## REQUEST
Reproduce word for word everything in the capacitor solution from "An \(8.00-\mu F\)" down to "the second capacitor?".

## DOCUMENT TEXT
■ ■ ■

An \(8.00-\mu F\) capacitor is fully charged by a \(240 .-V\) battery, which is then disconnected. Next, the capacitor is connected to an initially uncharged capacitor of capacitance \(C,\) and the potential difference across it is found to be \(80.0 \mathrm{~V}\) What is \(C ?\) How much energy ends up being stored in the second capacitor?

Short Answer

Expert verified
Answer: The capacitance of the second capacitor is 16.00 μF, and the energy stored in it is 51.2 mJ.

Step by step solution

01

Determine the initial charge stored in the charged capacitor

Use the capacitor formula: \(Q = C \cdot V\), where \(Q\) represents charge, \(C\) is the capacitance (8.00 μF), and \(V\) is the potential difference (240 V). \(Q_\text{initial} = (8.00 \text{ μF}) \cdot (240 \text{ V})\) \(Q_\text{initial} = 1920 \text{ μC}\)
02

Determine the final charge stored in the charged capacitor

Again, use the capacitor formula, this time using the final potential difference (80.0 V): \(Q_{1_\text{final}} = (8.00 \text{ μF}) \cdot (80.0 \text{ V})\) \(Q_{1_\text{final}} = 640 \text{ μC}\)

■ ■ ■

## ITEMS
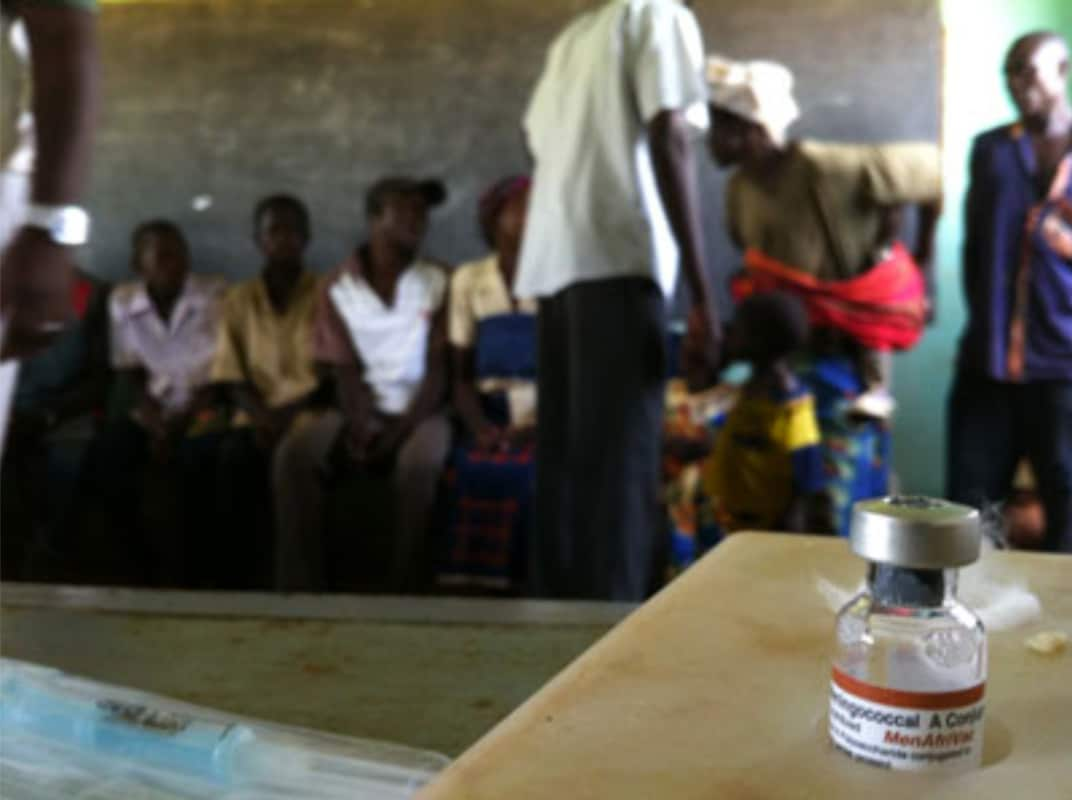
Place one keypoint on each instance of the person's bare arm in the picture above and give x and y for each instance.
(429, 396)
(36, 271)
(467, 399)
(358, 408)
(675, 176)
(65, 98)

■ ■ ■

## RESULT
An \(8.00-\mu F\) capacitor is fully charged by a \(240 .-V\) battery, which is then disconnected. Next, the capacitor is connected to an initially uncharged capacitor of capacitance \(C,\) and the potential difference across it is found to be \(80.0 \mathrm{~V}\) What is \(C ?\) How much energy ends up being stored in the second capacitor?